*Aim of the exercise*: Reproduce each of the following records verbatim.

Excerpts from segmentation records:
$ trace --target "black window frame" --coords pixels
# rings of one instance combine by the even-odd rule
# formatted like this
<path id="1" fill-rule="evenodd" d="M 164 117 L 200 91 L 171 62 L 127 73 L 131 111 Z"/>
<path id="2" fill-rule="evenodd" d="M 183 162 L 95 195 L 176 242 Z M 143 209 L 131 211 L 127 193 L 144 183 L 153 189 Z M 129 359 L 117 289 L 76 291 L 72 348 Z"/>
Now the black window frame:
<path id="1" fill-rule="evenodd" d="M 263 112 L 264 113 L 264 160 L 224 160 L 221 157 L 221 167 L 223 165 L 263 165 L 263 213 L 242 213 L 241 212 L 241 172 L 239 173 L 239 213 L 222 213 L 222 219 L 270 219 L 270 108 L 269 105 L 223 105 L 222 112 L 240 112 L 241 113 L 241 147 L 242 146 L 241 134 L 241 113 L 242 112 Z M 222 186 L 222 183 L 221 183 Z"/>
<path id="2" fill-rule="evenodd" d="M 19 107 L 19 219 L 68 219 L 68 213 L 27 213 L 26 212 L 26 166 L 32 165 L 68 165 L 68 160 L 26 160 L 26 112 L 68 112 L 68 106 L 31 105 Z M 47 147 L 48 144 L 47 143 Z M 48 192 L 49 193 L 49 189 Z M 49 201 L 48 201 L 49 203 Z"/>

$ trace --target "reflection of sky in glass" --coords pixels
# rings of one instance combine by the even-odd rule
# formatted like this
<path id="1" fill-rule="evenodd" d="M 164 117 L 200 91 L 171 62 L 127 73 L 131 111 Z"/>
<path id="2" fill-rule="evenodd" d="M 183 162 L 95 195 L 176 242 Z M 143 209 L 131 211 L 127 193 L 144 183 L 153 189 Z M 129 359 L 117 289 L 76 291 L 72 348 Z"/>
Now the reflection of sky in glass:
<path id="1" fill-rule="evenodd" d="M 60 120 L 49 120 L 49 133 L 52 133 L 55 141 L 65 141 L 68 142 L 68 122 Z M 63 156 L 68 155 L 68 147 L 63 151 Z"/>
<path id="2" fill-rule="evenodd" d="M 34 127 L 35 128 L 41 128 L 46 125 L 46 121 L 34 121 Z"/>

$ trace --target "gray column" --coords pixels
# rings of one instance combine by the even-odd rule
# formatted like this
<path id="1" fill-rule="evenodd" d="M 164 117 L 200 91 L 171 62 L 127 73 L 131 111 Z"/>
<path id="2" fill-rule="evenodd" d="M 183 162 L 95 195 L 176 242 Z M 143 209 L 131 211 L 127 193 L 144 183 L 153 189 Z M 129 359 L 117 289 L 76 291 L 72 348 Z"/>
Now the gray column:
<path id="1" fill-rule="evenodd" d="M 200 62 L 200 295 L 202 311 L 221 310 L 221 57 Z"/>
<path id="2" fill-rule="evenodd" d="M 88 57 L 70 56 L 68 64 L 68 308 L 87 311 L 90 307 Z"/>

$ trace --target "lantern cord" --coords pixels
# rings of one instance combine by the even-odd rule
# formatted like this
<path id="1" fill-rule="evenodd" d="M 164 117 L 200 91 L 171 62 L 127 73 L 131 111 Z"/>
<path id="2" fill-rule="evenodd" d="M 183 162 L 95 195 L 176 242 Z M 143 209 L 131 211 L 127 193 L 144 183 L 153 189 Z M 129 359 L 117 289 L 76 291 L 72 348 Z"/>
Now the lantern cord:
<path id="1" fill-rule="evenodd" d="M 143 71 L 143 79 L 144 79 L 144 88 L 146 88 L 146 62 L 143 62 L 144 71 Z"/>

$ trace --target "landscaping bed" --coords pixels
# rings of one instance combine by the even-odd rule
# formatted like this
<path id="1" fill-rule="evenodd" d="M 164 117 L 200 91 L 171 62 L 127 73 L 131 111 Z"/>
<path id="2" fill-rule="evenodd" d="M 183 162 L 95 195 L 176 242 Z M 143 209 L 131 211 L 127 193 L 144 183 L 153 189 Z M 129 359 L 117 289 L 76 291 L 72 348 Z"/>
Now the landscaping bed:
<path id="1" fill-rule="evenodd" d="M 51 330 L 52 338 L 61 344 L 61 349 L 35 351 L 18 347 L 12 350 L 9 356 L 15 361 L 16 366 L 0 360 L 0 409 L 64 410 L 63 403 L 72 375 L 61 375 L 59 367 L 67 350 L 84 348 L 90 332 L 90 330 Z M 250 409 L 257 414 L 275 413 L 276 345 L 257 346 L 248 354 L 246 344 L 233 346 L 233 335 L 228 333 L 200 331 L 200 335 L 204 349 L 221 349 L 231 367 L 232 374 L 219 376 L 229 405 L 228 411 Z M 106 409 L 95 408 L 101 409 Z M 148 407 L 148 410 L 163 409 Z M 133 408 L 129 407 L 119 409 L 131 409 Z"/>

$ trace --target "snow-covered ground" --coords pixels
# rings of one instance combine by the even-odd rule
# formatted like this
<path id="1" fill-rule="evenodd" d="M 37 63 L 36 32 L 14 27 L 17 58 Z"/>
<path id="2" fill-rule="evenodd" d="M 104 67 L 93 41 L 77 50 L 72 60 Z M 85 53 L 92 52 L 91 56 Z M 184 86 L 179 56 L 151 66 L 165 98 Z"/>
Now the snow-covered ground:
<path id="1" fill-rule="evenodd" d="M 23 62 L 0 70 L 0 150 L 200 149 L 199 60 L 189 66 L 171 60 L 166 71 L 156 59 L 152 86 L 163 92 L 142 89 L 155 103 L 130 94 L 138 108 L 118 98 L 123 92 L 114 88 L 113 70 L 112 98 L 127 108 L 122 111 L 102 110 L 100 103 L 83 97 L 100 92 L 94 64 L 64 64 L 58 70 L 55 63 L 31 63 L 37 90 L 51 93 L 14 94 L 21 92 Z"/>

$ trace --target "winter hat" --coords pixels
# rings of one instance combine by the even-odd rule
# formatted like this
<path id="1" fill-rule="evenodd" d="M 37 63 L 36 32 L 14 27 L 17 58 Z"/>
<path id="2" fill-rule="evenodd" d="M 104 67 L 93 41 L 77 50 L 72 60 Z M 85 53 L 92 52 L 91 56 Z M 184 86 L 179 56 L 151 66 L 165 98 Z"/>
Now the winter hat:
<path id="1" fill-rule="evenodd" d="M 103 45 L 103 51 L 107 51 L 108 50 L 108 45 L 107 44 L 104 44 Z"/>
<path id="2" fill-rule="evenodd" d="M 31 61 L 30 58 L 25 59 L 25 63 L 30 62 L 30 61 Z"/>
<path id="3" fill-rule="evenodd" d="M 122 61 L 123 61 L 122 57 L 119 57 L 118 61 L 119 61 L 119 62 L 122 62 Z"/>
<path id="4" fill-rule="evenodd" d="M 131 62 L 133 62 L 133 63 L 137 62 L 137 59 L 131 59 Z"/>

*The output*:
$ trace --target "black window frame" --coords pixels
# rings of one instance combine by the even-odd rule
# formatted like this
<path id="1" fill-rule="evenodd" d="M 164 117 L 200 91 L 171 62 L 127 73 L 131 111 Z"/>
<path id="2" fill-rule="evenodd" d="M 183 162 L 95 195 L 176 242 Z M 143 209 L 131 211 L 127 193 L 144 183 L 153 189 Z M 129 359 L 117 289 L 76 291 L 72 348 Z"/>
Now the black window frame:
<path id="1" fill-rule="evenodd" d="M 263 112 L 264 113 L 264 160 L 224 160 L 221 157 L 221 167 L 223 165 L 263 165 L 263 213 L 242 213 L 241 212 L 241 172 L 239 173 L 239 213 L 222 213 L 222 219 L 270 219 L 270 108 L 269 105 L 223 105 L 222 112 L 240 112 L 241 113 L 241 147 L 242 146 L 241 134 L 241 113 L 242 112 Z M 222 186 L 222 183 L 221 183 Z"/>
<path id="2" fill-rule="evenodd" d="M 19 107 L 19 219 L 68 219 L 68 213 L 27 213 L 26 212 L 26 166 L 32 165 L 68 165 L 68 160 L 26 160 L 26 112 L 68 112 L 68 106 L 31 105 Z M 47 147 L 48 144 L 47 143 Z M 48 192 L 49 193 L 49 189 Z M 49 201 L 48 201 L 49 203 Z"/>

$ trace --target "reflection of sky in glass" --coords pixels
# rings of one instance combine by the even-odd rule
# formatted like this
<path id="1" fill-rule="evenodd" d="M 164 117 L 200 91 L 171 62 L 127 73 L 131 111 Z"/>
<path id="2" fill-rule="evenodd" d="M 183 162 L 95 195 L 176 242 Z M 143 209 L 131 211 L 127 193 L 144 183 L 153 189 Z M 129 359 L 117 289 L 76 291 L 72 348 Z"/>
Now the reflection of sky in glass:
<path id="1" fill-rule="evenodd" d="M 60 120 L 49 120 L 49 133 L 52 133 L 55 141 L 65 141 L 68 142 L 68 122 Z M 63 156 L 68 155 L 68 147 L 63 151 Z"/>
<path id="2" fill-rule="evenodd" d="M 34 127 L 35 128 L 41 128 L 46 125 L 46 121 L 34 121 Z"/>

$ trace --target "gray column" --coords pixels
# rings of one instance combine by the even-odd rule
# formatted like this
<path id="1" fill-rule="evenodd" d="M 164 117 L 200 91 L 171 62 L 127 73 L 131 111 Z"/>
<path id="2" fill-rule="evenodd" d="M 183 162 L 95 195 L 176 242 Z M 143 209 L 131 211 L 127 193 L 144 183 L 153 189 Z M 129 359 L 117 289 L 76 291 L 72 348 Z"/>
Now the gray column:
<path id="1" fill-rule="evenodd" d="M 200 62 L 200 295 L 202 311 L 221 310 L 221 57 Z"/>
<path id="2" fill-rule="evenodd" d="M 88 57 L 70 56 L 68 64 L 68 308 L 87 311 L 90 307 Z"/>

$ trace --target "lantern cord" --coords pixels
# rings of one instance combine by the even-odd rule
# formatted like this
<path id="1" fill-rule="evenodd" d="M 164 117 L 200 91 L 171 62 L 127 73 L 131 111 Z"/>
<path id="2" fill-rule="evenodd" d="M 183 162 L 95 195 L 176 242 Z M 143 209 L 131 211 L 127 193 L 144 183 L 153 189 Z M 129 359 L 117 289 L 76 291 L 72 348 Z"/>
Now the lantern cord:
<path id="1" fill-rule="evenodd" d="M 143 71 L 143 79 L 144 79 L 144 88 L 146 88 L 146 62 L 143 62 L 144 71 Z"/>

$ trace --target "landscaping bed" --coords pixels
# rings of one instance combine by the even-odd rule
# formatted like this
<path id="1" fill-rule="evenodd" d="M 164 117 L 200 91 L 171 62 L 127 73 L 131 111 Z"/>
<path id="2" fill-rule="evenodd" d="M 183 162 L 95 195 L 176 242 Z M 143 209 L 131 211 L 127 193 L 144 183 L 153 189 Z M 129 359 L 117 289 L 76 291 L 72 348 Z"/>
Now the landscaping bed:
<path id="1" fill-rule="evenodd" d="M 51 330 L 52 338 L 61 344 L 61 349 L 35 351 L 18 347 L 12 350 L 9 356 L 15 361 L 16 366 L 0 360 L 0 409 L 64 410 L 63 403 L 72 375 L 61 375 L 59 367 L 67 350 L 84 348 L 90 332 L 90 330 Z M 250 409 L 257 414 L 275 413 L 276 345 L 257 346 L 248 354 L 246 344 L 233 346 L 233 335 L 228 333 L 200 331 L 200 335 L 204 349 L 221 349 L 231 367 L 232 374 L 219 376 L 229 405 L 228 411 Z M 106 409 L 95 408 L 101 409 Z M 148 407 L 148 410 L 163 409 Z M 133 408 L 129 407 L 119 409 L 131 409 Z"/>

$ trace --target "snow-covered ground" --coords pixels
# rings of one instance combine by the even-odd rule
# formatted like this
<path id="1" fill-rule="evenodd" d="M 37 63 L 36 32 L 14 27 L 17 58 Z"/>
<path id="2" fill-rule="evenodd" d="M 104 67 L 93 41 L 77 50 L 72 60 Z M 85 53 L 92 52 L 91 56 Z M 184 86 L 179 56 L 151 66 L 165 98 Z"/>
Now the snow-covered ground:
<path id="1" fill-rule="evenodd" d="M 23 62 L 0 70 L 0 150 L 200 149 L 199 60 L 189 66 L 171 60 L 166 71 L 156 59 L 152 86 L 163 92 L 142 89 L 155 103 L 130 94 L 138 108 L 118 98 L 123 92 L 114 88 L 113 70 L 112 98 L 127 108 L 122 111 L 102 110 L 100 103 L 83 97 L 100 92 L 94 64 L 64 64 L 58 70 L 55 63 L 31 63 L 37 90 L 51 93 L 14 94 L 21 92 Z"/>

$ trace --target "winter hat" --coords pixels
# rings of one instance combine by the even-odd rule
# formatted like this
<path id="1" fill-rule="evenodd" d="M 37 63 L 36 32 L 14 27 L 17 58 Z"/>
<path id="2" fill-rule="evenodd" d="M 104 67 L 93 41 L 77 50 L 72 60 Z M 85 53 L 92 52 L 91 56 Z M 184 86 L 179 56 L 151 66 L 165 98 Z"/>
Now the winter hat:
<path id="1" fill-rule="evenodd" d="M 103 45 L 103 51 L 107 51 L 108 50 L 108 45 L 107 44 L 104 44 Z"/>
<path id="2" fill-rule="evenodd" d="M 31 61 L 30 58 L 25 59 L 25 63 L 30 62 L 30 61 Z"/>
<path id="3" fill-rule="evenodd" d="M 122 61 L 123 61 L 122 57 L 119 57 L 118 61 L 119 61 L 119 62 L 122 62 Z"/>
<path id="4" fill-rule="evenodd" d="M 131 62 L 133 62 L 133 63 L 137 62 L 137 59 L 131 59 Z"/>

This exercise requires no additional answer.